_Предложенный текст:_
══════════════════════════════

Мы не можем сказать, что то, что написано на русском языке, продолжает русские традиции, не можем считать продолжением русских традиций такой роман, как роман «Навьи чары» Сологуба, хотя он написан на русском языке и имеет известную эстетическую ценность. Или такой роман, как позорный роман «Санин» Арцыбашева, или признать русской традицией такую вещь, как эпопею А. Белого «Я», — это бешеное исступление индивидуализма!
И потому, товарищи, мы должны отвергнуть эту формулировку и внутренне понять, что к развитию русских традиций в литературе это индивидуалистическое, антикоммунистическое творчество отношения не имеет.
Здесь тов. Смирнов говорил в своем выступлении относительно порядочности Пастернака. Я, не будучи в числе поклонников и куривших фимиам, в молодые годы опубликовал одну статью о Пастернаке, которая мне дорого стоила, потому что мои товарищи на меня напали за эту статью. Статья эта называлась «Вымышленная фигура». Эта статья была о художественном значении Пастернака и о тех его идейных сторонах, о которых я сейчас говорю. Тогда на меня напали мои товарищи Асеев и Шкловский. Они тогда верили, что из Пастернака можно еще сделать человека.
Я думаю, что это не только вымышленная, преувеличенная в художественном отношении фигура, но это и подлая фигура. Тут вам не объявляли, и это совершенно не нужно, а в «Литературной газете» была только одна фраза из т. н. «Автобиографии» Пастернака, которая теперь, как мне известно, опубликована в Париже. Я читал эту автобиографию, он ее предлагал в качестве вступления к сборнику «Избранного» в Гослитиздат. Ничего более гнусного, чем там написанное о Маяковском, я не читал, а ведь Маяковский сыграл большую роль в жизни Пастернака, и если были у него когда-то человеческие вещи, те, которые написаны в 1925 году по воспоминаниям революции 1905 года, то сам Пастернак говорил, что Маяковский сыграл большую роль в том, что эти вещи были написаны, и что там были чувства, которые там, правда, мелькнули маленьким эпизодом.

══════════════════════════════

_Исходные данные:_
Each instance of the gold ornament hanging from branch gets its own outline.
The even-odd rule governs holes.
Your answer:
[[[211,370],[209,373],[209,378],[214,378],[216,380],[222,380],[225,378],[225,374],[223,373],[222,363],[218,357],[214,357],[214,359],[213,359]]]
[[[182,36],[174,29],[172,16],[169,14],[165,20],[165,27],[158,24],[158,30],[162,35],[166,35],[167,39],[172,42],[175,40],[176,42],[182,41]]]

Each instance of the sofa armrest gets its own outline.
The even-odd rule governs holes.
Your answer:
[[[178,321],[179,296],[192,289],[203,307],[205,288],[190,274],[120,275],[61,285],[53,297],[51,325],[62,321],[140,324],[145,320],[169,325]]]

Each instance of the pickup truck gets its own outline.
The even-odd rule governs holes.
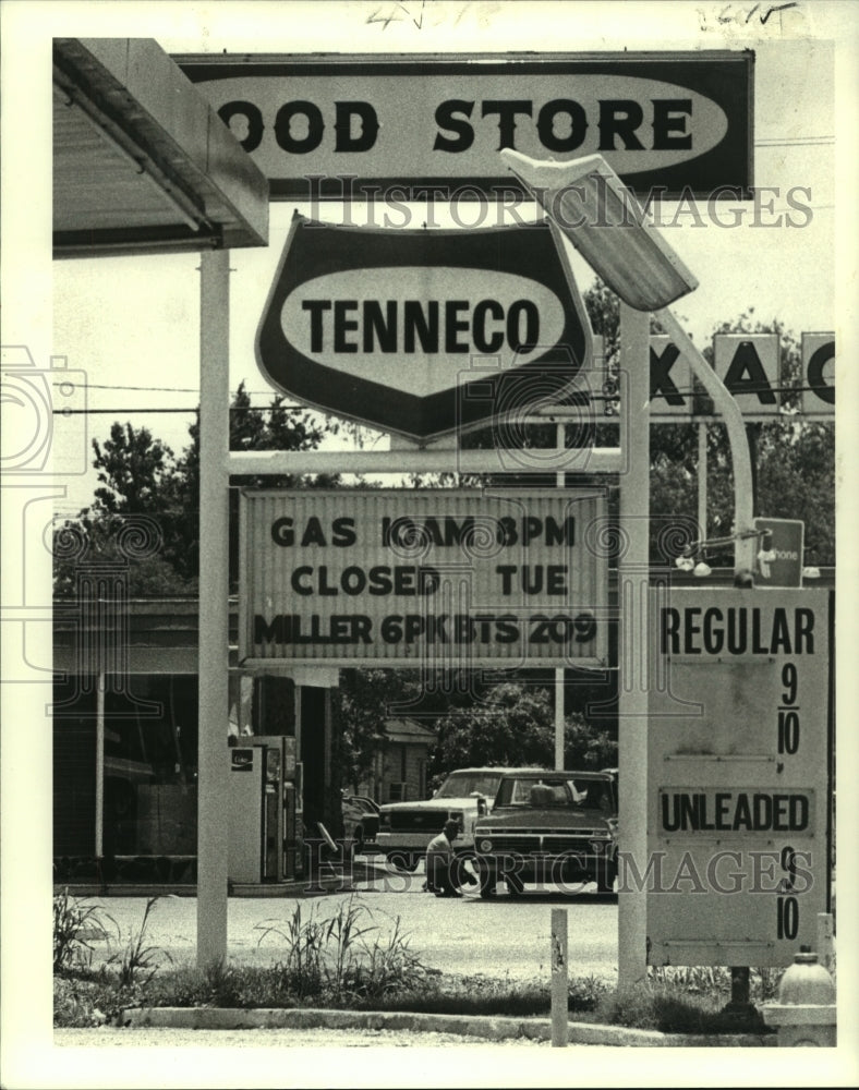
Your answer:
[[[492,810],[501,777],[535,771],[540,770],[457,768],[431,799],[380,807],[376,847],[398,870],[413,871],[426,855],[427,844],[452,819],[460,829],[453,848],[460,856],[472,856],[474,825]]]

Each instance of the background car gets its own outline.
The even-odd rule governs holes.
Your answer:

══════════════════════════════

_Задание A:_
Назовите всех людей, которые упомянуты по фамилии в отрывке о Пастернаке.
_Задание B:_
Продолжите отрывок о Пастернаке, начав сразу после его последнего предложения.

_Ответ A:_
Сологуб, Арцыбашев, А. Белый, Смирнов, Пастернак, Асеев, Шкловский, Маяковский.

_Ответ B:_
Что же он написал о Маяковском? Он в своих тезисах ссылается на какое-то письмо тов. Сталина. По-видимому, это то письмо он имеет в виду, о котором он пишет в своей автобиографии. Когда я услышал эту фразу (а вы помните, что тов. Сталин назвал Маяковского лучшим, талантливейшим поэтом советской эпохи), то я послал автору этого определения письмо с выражением благодарности за то, что он вывел меня из того ложного положения, в котором я очутился, получая признание в том, что он, Пастернак, лучший, талантливейший поэт советской эпохи. И он говорит, что у него нет самомнения! Это такое непонимание себя в литературе и в мире, которое является результатом полного разрыва с людьми, сказавшемся и в поэзии его, и в поведении. Затем теперь, когда он представил свой роман, а не письмо на имя руководителя нашего правительства, в Шведскую Академию, то там его соискание увенчалось успехом, там его признали.
Я читал роман. Я должен сказать, что написанное и опубликованное в «Литературной газете» письмо редакции «Нового мира» очень точно. Там нет никаких натяжек. Тон, который [...] редакцию надежды и желания что-то сделать, помочь этому человеку, только тон может сейчас вызвать возражение.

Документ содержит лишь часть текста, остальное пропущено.